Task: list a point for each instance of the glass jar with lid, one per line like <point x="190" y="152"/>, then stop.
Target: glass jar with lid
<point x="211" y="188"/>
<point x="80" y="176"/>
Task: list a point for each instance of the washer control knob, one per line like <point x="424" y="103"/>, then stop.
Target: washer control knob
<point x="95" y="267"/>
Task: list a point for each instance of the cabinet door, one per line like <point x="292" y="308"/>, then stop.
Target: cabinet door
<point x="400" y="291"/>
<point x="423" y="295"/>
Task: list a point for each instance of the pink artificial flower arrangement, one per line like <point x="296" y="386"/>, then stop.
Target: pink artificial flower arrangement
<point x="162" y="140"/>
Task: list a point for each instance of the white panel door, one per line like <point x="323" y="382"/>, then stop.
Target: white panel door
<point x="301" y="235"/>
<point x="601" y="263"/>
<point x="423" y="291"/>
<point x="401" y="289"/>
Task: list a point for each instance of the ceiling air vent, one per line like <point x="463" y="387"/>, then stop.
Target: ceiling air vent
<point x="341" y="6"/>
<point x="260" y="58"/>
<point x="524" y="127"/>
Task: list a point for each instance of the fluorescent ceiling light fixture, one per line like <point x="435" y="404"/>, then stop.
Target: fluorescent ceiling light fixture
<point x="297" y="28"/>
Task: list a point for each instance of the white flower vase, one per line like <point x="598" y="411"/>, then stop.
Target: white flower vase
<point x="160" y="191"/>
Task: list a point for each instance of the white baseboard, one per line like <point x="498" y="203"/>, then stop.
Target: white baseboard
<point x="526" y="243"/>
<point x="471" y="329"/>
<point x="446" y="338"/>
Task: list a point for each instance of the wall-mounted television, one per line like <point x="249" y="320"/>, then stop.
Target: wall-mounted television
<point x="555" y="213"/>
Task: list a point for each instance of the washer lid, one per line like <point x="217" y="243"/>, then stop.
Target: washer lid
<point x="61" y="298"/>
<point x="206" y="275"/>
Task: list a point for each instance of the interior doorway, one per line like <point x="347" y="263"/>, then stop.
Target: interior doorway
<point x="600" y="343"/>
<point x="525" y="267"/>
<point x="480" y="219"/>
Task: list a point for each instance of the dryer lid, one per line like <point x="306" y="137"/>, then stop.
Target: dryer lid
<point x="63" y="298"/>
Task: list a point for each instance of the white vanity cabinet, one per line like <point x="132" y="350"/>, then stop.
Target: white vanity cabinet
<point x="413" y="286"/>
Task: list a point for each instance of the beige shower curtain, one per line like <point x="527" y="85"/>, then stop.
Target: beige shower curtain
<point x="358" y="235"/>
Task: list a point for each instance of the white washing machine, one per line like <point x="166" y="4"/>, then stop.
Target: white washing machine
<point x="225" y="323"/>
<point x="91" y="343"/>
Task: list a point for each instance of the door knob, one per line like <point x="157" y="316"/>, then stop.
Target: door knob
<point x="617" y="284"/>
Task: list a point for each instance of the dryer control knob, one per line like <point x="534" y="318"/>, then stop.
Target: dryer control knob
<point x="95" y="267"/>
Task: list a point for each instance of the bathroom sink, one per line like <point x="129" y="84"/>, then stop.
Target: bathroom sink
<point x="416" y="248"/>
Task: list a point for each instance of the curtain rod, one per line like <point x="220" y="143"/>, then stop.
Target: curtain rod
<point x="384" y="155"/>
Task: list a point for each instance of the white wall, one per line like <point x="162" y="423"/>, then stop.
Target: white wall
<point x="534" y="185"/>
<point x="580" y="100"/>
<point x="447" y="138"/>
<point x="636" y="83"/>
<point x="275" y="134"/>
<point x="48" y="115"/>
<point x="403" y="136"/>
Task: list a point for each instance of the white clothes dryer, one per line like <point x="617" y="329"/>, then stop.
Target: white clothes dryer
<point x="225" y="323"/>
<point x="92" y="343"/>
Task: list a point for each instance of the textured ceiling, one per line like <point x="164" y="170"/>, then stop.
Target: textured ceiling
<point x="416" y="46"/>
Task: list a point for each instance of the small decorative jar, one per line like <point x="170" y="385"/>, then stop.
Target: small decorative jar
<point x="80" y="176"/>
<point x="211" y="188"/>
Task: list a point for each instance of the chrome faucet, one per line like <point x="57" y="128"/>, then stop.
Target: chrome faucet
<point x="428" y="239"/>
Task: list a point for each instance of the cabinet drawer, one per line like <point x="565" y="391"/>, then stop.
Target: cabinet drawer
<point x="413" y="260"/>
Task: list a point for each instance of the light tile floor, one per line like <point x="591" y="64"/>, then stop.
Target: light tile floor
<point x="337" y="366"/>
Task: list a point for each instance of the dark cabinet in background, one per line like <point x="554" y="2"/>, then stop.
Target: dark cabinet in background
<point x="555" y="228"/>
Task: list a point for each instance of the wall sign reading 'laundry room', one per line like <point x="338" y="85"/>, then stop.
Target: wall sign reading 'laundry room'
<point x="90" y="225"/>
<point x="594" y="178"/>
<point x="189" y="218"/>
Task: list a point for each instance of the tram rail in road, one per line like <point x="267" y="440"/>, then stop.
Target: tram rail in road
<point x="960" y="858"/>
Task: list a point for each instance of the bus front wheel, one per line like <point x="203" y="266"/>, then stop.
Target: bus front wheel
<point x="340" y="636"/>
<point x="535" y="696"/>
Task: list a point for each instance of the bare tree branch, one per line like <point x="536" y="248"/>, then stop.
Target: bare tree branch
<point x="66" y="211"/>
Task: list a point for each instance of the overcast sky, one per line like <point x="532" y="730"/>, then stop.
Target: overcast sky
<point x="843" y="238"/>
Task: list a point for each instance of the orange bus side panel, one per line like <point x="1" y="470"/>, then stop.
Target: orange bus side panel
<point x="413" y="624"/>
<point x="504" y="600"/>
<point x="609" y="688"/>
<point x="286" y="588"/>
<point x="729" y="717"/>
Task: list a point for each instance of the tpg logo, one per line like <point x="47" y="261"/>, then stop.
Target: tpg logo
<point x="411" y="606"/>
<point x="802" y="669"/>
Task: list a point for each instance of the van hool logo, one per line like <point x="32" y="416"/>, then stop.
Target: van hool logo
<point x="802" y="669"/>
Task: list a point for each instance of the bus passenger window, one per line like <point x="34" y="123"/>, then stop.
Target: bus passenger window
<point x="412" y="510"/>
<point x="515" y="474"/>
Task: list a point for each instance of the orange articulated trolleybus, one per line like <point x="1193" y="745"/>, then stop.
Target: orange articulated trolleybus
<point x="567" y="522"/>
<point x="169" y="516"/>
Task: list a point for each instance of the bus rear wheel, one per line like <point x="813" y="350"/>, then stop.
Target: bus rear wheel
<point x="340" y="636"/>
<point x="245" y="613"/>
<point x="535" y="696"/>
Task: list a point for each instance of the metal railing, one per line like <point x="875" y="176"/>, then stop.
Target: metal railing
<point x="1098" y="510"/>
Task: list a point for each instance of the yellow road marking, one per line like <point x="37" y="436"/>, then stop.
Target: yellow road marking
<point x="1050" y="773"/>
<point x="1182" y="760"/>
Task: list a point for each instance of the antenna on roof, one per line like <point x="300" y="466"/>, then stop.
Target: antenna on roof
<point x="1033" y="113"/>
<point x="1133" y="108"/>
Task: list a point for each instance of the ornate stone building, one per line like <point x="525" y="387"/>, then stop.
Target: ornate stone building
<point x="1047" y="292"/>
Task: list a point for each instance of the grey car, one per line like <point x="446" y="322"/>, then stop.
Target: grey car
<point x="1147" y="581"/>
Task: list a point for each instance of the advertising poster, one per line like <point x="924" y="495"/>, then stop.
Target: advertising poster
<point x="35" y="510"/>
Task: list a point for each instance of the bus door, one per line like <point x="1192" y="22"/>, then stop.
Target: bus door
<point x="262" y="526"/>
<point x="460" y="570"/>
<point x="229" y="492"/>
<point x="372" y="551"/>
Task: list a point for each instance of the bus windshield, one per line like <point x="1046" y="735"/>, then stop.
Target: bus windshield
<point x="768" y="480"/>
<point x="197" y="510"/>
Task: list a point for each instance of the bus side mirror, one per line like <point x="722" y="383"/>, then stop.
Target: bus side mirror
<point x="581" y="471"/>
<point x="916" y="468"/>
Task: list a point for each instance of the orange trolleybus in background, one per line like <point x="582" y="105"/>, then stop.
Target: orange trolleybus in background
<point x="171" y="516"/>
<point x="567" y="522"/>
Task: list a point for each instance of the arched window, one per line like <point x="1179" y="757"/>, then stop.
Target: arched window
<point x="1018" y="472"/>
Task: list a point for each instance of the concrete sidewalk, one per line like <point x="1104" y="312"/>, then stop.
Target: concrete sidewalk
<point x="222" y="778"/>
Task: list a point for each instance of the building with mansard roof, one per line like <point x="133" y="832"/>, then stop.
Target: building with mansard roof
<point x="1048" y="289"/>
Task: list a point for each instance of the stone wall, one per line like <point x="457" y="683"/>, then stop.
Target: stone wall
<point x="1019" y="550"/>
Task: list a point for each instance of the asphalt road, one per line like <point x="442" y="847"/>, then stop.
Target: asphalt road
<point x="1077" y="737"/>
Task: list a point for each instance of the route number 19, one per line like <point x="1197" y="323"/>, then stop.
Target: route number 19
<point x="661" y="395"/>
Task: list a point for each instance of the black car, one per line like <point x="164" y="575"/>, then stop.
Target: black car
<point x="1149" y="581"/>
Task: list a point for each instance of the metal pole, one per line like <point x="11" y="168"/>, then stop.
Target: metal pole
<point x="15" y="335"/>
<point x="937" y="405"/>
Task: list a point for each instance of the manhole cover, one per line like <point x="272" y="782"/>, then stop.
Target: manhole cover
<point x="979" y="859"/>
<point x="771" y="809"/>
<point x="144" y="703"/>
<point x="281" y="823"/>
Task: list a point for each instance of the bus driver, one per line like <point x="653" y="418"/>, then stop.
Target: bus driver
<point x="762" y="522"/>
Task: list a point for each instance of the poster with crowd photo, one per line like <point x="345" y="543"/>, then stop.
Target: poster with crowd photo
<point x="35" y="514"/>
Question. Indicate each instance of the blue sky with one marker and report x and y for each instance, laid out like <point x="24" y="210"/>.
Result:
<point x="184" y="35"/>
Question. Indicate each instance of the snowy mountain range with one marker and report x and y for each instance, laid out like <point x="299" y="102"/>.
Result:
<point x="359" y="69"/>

Exercise requirements:
Which lines hold the word "Question"? Return all of them from the records above.

Written answer:
Question. Indicate each instance of the blue sky with one marker and report x and y for each instance, laid out like <point x="24" y="210"/>.
Question. Indicate each instance of the snowy mountain range with one marker and report x and y for each instance, laid out like <point x="299" y="102"/>.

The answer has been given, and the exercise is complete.